Figure 3 summarizes the required steps when we repair a failure on a master. The failure is noticed only by the processes in its local_comm and by the ones in the global_comm (Fig. 3a). However, the failed process belongs to four different communicators and all of them must exclude the failed process to proceed. The local_comm, its POV, and the global_comm can shrink to exclude the failed master process. However, the master of the predecessor needs to notify the processes in its POV before shrinking, since they were unable to notice it directly. In this phase of the repair procedure, the processes in the local_comm of the failed master can communicate with the other processes only by using their POV through the master of the successor. Legio uses this connection to include the new master node, i.e. the process with lower rank among the ones in the local_comm of the failed master, to the global_comm (Fig. 3b). Then, it can use the global_comm to update also the predecessor POV (Fig. 3c) and complete the repair procedure (Fig. 3d).

## Record extracts
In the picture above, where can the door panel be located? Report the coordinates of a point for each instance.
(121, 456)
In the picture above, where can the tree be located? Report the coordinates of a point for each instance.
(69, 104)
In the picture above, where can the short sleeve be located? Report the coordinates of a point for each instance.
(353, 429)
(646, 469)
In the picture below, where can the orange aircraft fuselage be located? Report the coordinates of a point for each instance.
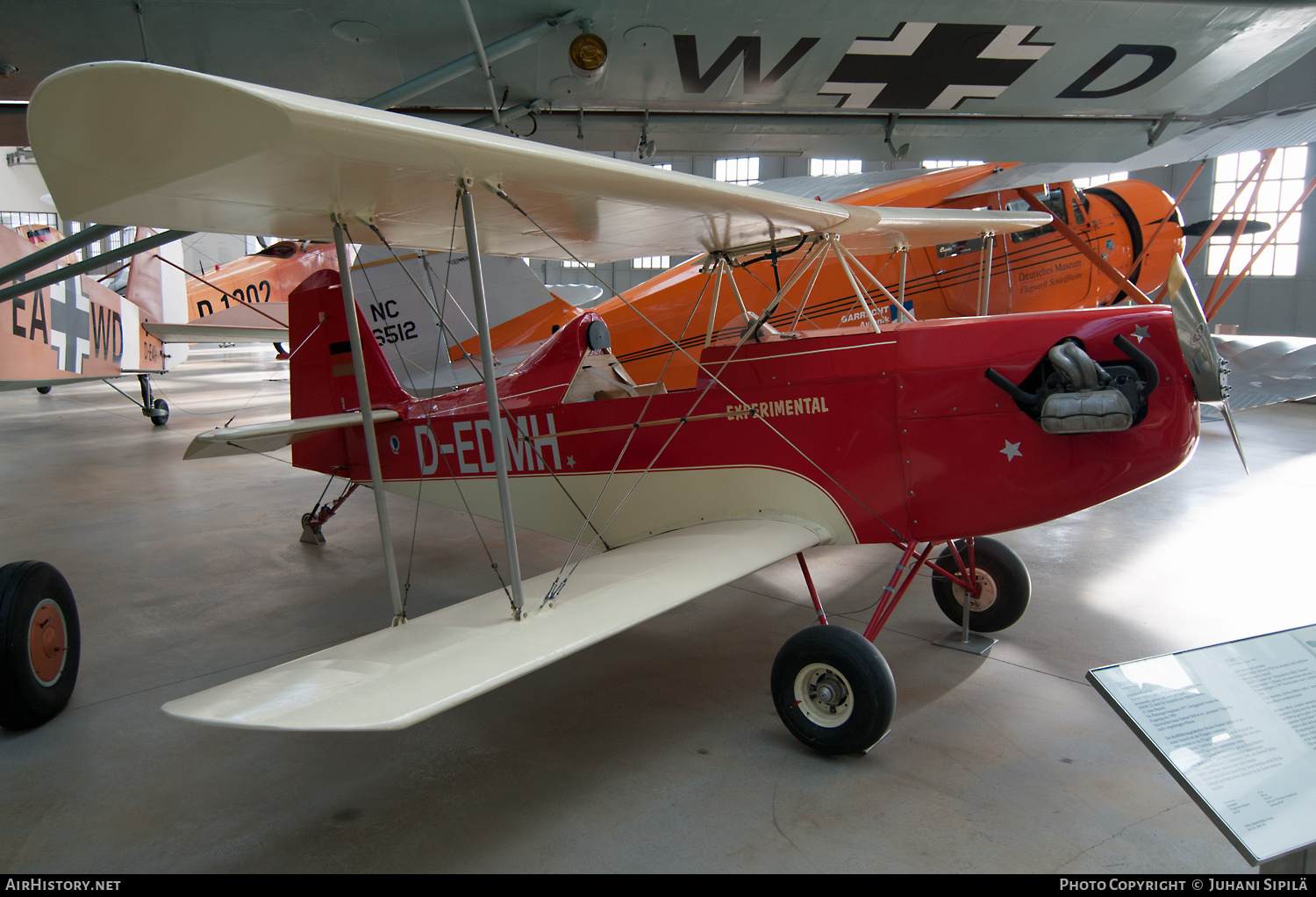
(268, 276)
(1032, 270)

* * *

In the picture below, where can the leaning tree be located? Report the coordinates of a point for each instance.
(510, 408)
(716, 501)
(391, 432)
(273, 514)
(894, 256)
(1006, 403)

---

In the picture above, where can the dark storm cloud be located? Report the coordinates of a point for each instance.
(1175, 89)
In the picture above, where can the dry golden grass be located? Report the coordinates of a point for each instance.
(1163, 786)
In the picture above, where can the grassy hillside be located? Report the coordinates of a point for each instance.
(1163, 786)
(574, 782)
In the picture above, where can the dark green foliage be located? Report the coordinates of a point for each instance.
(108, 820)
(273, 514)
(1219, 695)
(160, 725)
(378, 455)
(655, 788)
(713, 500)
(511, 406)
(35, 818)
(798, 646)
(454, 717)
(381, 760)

## Problem to solve
Quote the full passage above on repairing a failure on a master, word for word.

## Result for this exercise
Figure 3 summarizes the required steps when we repair a failure on a master. The failure is noticed only by the processes in its local_comm and by the ones in the global_comm (Fig. 3a). However, the failed process belongs to four different communicators and all of them must exclude the failed process to proceed. The local_comm, its POV, and the global_comm can shrink to exclude the failed master process. However, the master of the predecessor needs to notify the processes in its POV before shrinking, since they were unable to notice it directly. In this phase of the repair procedure, the processes in the local_comm of the failed master can communicate with the other processes only by using their POV through the master of the successor. Legio uses this connection to include the new master node, i.e. the process with lower rank among the ones in the local_comm of the failed master, to the global_comm (Fig. 3b). Then, it can use the global_comm to update also the predecessor POV (Fig. 3c) and complete the repair procedure (Fig. 3d).